### TASK INSTRUCTIONS
(a) List every diocese named in the passage on William Wolseley.
(b) According to the passage on William Wolseley, whom did he marry in 1932?

### PASSAGE SHOWN
He may have spent most of his time in Hewetson family household. But what brought Wolseley to this part of Ireland and to this diocese?

He was a second cousin of the Ven William Hulbert Wolseley (1821-1899), then Vicar of Kilrush, Co Clare (1862-1899) and Archdeacon of Kilfenora (1885-1899), and also, briefly, one of my predecessors in so far as he too was the Precentor of Killaloe (1857-1859).

But this connection was too remote to explain how William Wolseley came to this parish: at the time, Kilrush was less accessible from Tarbert than it is today, and the Dioceses of Limerick and Ardfert were not united with the Diocese of Killaloe until 1976, almost a century later.

William Wolseley remained a curate in this parish for 18 years before moving to West Australia in 1906. In Australia, Wolseley was the Rector of Ravensthorpe, West Australia (1906-1910), and then worked in Denmark, West Australia (1910-1920). He returned to England in 1920 to work in parishes in the Diocese of Durham and the Diocese of Newcastle. He was the Senior Curate of Christ Church, Felling (1921-1923), and Curate of Saint James, Burnopfield (1923-1927).

So, he had been ordained for almost 40 years and was in his early 60s when he was still working as a curate in a small rural parish in the north of England. Not where an aspiring priest might have expected to be at that stage in his life, considering he came from a titled family with many senior clerics among his close relatives and a senior, distinguished general who was his second cousin.

What did he do for the next five years, between 1927 and 1932? I am not sure what he was doing, but during that time he had the bishop’s permission to officiate in the Diocese of Durham.

He was the Vicar of Alnham in rural Northumberland from 1932. That year, at the age of 67, he married Sarah Helen Grummitt, daughter of William Cotton Grummitt of Grantham, Lincolnshire, on 16 June 1932. A year later, in 1933, he inherited the Wolseley title in the most unexpected way from his very distant cousin.

The story is told in the parish of Alnham that the news came one day by post so that nobody but the Wolseleys knew about it. That morning, the butcher from Rothbury arrived in the village in his van and knocked on the vicarage door, calling: ‘Butcher Mrs Wolseley.’ There was no reply, so he tried again: ‘Butcher Mrs Wolseley.’ This time the response was: ‘Lady Wolseley if you please.’

Australian newspapers that reported his inheritance described him as ‘a rather eccentric clergyman, notorious wherever he went for the prodigious rate at which he preached.’ I am not sure yet whether this means that he preached too quickly, far too often, or that he preached for far too long … I am still hoping to find out in the parish records.

### RECORD EXTRACTS
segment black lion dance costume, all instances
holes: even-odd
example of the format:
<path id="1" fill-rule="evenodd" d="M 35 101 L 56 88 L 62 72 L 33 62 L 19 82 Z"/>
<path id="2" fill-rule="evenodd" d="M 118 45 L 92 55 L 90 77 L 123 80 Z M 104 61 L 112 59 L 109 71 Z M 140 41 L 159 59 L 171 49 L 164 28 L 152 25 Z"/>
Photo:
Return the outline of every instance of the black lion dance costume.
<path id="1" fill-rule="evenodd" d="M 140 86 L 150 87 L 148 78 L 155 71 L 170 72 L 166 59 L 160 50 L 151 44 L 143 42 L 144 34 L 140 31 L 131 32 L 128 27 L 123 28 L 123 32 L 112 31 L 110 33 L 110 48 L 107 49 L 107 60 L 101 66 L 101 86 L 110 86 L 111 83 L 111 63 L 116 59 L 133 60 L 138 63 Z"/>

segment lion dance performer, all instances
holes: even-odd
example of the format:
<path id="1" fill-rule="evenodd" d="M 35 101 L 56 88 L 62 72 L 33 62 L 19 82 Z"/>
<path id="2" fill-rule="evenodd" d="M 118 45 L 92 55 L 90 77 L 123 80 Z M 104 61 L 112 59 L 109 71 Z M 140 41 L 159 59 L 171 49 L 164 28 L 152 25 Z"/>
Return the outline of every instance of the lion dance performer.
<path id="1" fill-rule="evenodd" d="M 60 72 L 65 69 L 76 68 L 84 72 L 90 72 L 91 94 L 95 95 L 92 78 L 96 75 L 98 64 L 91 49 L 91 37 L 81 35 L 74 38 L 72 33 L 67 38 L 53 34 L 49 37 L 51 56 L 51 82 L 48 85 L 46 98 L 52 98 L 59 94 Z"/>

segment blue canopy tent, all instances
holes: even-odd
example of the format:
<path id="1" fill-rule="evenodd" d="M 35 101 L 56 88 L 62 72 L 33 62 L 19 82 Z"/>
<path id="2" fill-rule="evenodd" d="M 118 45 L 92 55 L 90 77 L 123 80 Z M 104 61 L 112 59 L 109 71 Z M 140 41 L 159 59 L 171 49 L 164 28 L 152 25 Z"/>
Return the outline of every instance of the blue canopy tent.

### SOLUTION LIST
(a)
Killaloe
Limerick
Ardfert
Durham
Newcastle

(b) Sarah Helen Grummitt, daughter of William Cotton Grummitt of Grantham, Lincolnshire.